> _Data to use_:

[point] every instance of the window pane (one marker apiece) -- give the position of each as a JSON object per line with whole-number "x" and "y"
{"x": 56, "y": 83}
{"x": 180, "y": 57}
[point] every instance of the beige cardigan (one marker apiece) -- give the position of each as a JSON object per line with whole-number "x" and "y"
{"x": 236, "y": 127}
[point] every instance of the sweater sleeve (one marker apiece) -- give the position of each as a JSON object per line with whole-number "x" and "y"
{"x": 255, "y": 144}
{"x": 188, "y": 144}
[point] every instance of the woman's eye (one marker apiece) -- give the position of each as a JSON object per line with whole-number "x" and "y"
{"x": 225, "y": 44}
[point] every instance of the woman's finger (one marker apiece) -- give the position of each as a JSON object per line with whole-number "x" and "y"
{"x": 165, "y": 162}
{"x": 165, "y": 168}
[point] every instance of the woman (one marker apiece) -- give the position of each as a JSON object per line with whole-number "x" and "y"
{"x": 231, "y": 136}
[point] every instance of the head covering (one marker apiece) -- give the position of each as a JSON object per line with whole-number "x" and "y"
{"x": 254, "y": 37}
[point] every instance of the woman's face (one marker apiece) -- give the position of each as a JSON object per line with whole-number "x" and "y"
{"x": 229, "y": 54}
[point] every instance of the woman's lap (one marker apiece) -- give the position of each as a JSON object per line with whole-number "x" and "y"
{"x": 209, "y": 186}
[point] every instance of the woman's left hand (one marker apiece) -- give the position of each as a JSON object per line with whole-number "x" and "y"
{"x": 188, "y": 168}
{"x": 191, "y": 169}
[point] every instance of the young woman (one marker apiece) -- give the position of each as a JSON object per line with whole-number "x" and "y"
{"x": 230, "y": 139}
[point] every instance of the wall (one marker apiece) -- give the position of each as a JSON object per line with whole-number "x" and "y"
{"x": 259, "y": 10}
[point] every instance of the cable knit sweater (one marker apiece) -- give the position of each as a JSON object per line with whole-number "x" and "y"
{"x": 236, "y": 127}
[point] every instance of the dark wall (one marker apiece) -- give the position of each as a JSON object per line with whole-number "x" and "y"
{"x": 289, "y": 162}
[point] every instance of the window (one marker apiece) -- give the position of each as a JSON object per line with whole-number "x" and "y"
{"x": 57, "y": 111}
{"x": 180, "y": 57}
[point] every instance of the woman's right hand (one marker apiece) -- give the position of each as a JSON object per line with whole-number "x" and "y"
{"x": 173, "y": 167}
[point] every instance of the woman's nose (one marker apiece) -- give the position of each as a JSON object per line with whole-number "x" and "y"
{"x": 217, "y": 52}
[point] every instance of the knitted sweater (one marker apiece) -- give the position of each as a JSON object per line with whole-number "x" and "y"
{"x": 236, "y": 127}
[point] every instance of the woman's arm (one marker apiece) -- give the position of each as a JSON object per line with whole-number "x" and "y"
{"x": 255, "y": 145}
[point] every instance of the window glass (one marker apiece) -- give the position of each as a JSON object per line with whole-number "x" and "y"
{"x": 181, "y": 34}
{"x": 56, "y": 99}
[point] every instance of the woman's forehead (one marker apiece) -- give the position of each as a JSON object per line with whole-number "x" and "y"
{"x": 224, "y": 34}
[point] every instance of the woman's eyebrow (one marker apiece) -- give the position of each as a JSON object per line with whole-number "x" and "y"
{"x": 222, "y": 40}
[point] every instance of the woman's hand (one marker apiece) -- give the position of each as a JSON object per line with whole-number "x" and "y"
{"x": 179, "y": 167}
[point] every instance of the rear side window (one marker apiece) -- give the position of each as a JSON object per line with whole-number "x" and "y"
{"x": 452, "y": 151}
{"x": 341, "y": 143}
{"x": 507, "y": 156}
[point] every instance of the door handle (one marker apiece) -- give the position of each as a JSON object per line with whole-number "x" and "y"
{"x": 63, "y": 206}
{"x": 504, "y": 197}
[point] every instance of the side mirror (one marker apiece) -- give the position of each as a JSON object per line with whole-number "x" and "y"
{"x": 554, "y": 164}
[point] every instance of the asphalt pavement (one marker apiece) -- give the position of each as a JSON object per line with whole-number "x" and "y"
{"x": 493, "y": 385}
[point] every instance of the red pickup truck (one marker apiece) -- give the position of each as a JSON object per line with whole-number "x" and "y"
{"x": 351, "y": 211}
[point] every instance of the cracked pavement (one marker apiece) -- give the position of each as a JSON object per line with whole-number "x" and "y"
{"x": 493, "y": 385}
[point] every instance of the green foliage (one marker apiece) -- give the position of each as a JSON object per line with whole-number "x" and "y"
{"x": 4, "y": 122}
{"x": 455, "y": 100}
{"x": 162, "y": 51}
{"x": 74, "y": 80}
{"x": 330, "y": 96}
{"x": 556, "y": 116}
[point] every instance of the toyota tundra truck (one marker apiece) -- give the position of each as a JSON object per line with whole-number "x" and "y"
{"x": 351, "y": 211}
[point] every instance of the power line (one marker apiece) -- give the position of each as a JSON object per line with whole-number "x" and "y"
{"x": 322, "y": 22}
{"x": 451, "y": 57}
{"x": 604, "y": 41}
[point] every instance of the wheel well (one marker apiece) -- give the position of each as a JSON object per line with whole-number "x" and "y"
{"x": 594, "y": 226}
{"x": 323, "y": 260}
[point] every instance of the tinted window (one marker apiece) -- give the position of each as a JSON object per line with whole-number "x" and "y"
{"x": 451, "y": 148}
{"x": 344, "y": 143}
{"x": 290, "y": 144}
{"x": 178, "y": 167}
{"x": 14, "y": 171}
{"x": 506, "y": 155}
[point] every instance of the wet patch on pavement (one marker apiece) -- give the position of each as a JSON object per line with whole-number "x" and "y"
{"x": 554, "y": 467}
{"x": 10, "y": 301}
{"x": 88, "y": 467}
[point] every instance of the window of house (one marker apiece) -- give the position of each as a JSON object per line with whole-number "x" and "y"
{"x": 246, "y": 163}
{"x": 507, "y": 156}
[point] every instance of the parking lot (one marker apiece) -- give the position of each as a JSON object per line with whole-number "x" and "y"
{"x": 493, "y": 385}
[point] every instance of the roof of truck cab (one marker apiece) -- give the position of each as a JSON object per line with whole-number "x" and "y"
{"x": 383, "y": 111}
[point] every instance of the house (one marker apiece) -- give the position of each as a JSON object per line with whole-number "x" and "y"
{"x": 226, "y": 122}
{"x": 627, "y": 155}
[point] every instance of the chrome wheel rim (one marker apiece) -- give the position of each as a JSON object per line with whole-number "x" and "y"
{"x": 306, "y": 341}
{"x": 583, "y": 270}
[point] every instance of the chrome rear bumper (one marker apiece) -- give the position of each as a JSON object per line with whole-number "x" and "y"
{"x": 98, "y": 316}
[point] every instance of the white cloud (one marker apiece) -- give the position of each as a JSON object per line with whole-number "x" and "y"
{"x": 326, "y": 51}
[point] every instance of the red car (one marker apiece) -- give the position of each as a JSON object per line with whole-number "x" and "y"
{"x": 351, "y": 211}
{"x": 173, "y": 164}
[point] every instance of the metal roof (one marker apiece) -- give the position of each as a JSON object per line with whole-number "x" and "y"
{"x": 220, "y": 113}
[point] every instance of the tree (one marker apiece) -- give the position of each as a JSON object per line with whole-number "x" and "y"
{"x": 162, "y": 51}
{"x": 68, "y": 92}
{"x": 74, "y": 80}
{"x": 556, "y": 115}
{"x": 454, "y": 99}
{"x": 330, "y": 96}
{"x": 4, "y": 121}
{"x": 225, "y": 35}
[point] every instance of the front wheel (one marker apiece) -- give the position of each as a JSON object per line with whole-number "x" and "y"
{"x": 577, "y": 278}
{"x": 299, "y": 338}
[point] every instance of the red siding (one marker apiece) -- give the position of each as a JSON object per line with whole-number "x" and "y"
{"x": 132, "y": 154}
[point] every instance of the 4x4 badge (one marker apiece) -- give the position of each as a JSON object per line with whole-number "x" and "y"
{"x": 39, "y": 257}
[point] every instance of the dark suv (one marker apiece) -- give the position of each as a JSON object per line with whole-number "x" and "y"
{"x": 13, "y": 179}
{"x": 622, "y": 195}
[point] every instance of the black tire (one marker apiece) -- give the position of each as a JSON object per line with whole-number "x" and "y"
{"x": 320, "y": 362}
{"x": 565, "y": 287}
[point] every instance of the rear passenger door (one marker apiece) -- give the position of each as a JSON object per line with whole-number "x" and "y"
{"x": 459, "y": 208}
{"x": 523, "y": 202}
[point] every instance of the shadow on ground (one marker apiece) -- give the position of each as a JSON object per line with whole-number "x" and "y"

> _Activity_: Output the lines from the one holding "[point] every instance of the 4x4" to the last line of the material, inclusive, exactly as they appear. Add no others.

> _Result_:
[point] every instance of the 4x4 badge (one marker apiece) -- give the position of each as a JSON object per line with whole-number "x" and "y"
{"x": 39, "y": 257}
[point] every instance of the dark suv (one marker apiece) -- give the position of each as a JSON object per line with whole-number "x" and "y"
{"x": 13, "y": 179}
{"x": 622, "y": 195}
[point] every instance of the black tire (one marker apiece) -- give the position of each as a JSON object per line with whole-number "x" and "y"
{"x": 320, "y": 362}
{"x": 565, "y": 287}
[point] every instance of the rear passenger door (one marker apiece) -- give the position of each as a JSON object per line with whole-number "x" and "y"
{"x": 459, "y": 208}
{"x": 523, "y": 202}
[point] every instance of the shadow on ground (one marker apiece) -- give the position of each as a JSON object per line with whole-number "x" and "y"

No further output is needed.